- Assignment: The lines to reproduce run from the first one below to the line containing "negative clicks: (646, 298) (551, 294)", both included. Reproduce them exactly and nothing else.

[Collected data]
_ _ _

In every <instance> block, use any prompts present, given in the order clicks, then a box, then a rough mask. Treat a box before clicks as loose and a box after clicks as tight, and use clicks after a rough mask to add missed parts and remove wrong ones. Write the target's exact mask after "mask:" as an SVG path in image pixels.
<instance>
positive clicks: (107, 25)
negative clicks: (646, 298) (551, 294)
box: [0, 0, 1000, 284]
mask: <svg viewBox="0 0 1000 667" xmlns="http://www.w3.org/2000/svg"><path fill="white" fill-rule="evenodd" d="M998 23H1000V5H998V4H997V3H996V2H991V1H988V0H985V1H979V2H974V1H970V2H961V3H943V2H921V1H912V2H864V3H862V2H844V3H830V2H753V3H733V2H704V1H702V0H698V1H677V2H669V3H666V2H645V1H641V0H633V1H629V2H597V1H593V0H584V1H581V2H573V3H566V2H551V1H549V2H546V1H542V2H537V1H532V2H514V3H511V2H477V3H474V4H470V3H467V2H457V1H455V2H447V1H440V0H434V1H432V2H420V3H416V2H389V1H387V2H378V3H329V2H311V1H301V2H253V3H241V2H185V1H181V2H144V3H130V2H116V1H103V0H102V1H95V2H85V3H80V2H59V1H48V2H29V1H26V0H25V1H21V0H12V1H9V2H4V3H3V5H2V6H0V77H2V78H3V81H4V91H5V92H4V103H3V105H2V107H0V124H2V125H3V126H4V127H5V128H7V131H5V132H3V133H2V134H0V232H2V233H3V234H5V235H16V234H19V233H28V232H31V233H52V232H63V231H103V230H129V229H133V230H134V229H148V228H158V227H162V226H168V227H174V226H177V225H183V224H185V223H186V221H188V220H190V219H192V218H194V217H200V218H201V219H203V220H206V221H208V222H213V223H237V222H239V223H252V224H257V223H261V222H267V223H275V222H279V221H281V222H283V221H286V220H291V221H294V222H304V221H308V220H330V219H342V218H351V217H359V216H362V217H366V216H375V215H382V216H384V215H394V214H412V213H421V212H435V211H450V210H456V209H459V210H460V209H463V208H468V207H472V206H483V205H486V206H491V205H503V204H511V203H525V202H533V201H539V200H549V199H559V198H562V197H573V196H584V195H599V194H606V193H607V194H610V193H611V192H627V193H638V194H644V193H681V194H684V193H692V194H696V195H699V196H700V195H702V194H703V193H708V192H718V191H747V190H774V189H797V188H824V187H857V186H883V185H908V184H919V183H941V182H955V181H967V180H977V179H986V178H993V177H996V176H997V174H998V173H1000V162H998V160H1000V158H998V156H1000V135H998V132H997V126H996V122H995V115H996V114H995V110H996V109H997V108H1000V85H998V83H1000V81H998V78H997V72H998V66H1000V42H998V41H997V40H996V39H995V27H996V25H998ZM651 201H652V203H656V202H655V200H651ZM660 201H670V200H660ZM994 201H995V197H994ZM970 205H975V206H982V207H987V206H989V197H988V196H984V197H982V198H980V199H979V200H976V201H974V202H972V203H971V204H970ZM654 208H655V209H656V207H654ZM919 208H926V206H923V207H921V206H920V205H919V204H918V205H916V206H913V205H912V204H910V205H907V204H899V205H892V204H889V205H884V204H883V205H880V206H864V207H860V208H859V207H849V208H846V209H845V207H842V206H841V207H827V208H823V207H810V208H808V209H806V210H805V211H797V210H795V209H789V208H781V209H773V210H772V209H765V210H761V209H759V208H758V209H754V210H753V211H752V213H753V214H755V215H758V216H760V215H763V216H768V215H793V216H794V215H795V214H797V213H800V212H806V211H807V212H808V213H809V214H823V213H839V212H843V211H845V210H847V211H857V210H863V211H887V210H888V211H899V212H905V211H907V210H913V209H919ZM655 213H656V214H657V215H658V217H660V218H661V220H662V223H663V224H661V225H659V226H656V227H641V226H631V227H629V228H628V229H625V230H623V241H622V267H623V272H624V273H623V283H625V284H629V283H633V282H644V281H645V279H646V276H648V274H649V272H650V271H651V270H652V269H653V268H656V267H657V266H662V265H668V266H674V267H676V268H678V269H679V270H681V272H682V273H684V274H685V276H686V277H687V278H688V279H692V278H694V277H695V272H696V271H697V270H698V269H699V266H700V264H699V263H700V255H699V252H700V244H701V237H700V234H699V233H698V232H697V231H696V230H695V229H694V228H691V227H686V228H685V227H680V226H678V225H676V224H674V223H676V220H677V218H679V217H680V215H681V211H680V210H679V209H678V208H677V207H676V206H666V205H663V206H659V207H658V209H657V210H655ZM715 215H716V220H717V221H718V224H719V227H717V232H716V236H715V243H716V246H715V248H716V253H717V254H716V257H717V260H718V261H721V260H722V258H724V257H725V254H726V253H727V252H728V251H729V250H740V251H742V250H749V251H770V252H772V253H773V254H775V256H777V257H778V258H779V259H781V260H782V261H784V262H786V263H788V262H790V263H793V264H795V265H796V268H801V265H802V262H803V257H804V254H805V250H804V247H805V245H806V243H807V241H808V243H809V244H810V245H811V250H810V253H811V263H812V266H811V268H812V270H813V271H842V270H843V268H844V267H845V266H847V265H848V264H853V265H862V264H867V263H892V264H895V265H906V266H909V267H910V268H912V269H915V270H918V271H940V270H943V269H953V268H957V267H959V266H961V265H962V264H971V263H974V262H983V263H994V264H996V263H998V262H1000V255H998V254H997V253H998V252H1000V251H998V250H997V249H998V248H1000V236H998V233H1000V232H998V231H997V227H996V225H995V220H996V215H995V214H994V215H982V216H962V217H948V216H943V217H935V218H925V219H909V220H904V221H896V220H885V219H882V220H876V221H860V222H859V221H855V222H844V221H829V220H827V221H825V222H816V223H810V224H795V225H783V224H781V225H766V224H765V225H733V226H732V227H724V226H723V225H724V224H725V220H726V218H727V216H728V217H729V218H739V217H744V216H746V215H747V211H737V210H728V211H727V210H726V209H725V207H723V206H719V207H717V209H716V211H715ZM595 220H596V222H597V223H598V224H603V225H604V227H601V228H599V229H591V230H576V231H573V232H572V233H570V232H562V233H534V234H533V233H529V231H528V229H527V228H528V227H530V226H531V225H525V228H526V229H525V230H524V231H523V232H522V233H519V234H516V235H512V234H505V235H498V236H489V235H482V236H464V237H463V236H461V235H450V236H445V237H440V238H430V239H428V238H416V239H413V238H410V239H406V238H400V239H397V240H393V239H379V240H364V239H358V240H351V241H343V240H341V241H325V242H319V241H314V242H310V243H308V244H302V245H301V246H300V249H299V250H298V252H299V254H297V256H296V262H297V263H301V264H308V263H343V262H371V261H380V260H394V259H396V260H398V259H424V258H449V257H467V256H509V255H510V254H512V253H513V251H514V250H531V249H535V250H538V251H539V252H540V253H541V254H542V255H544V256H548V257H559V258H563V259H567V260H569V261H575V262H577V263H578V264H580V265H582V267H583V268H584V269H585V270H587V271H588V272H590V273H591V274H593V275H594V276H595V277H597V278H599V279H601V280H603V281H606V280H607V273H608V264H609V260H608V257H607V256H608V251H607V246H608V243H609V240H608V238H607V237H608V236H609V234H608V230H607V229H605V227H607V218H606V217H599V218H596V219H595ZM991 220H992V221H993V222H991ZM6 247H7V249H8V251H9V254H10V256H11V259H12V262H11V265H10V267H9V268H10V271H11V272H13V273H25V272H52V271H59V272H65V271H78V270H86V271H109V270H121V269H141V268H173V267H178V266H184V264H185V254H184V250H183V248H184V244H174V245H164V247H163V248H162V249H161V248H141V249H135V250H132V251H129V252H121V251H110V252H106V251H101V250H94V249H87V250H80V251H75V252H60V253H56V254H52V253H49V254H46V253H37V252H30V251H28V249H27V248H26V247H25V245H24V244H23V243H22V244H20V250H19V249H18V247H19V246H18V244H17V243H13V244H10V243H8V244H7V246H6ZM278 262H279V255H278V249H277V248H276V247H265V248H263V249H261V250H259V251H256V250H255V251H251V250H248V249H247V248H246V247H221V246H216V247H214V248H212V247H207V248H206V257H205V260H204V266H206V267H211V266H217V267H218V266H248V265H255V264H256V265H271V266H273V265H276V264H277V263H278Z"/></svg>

_ _ _

- Exercise answer:
In every <instance> block, use any prompts present, given in the order clicks, then a box, then a rough mask. Treat a box before clicks as loose and a box after clicks as tight, and use clicks after a rough mask to add missed parts and remove wrong ones. Write the target's exact mask after "mask:" as an SVG path in image pixels.
<instance>
positive clicks: (107, 25)
negative clicks: (646, 298) (551, 294)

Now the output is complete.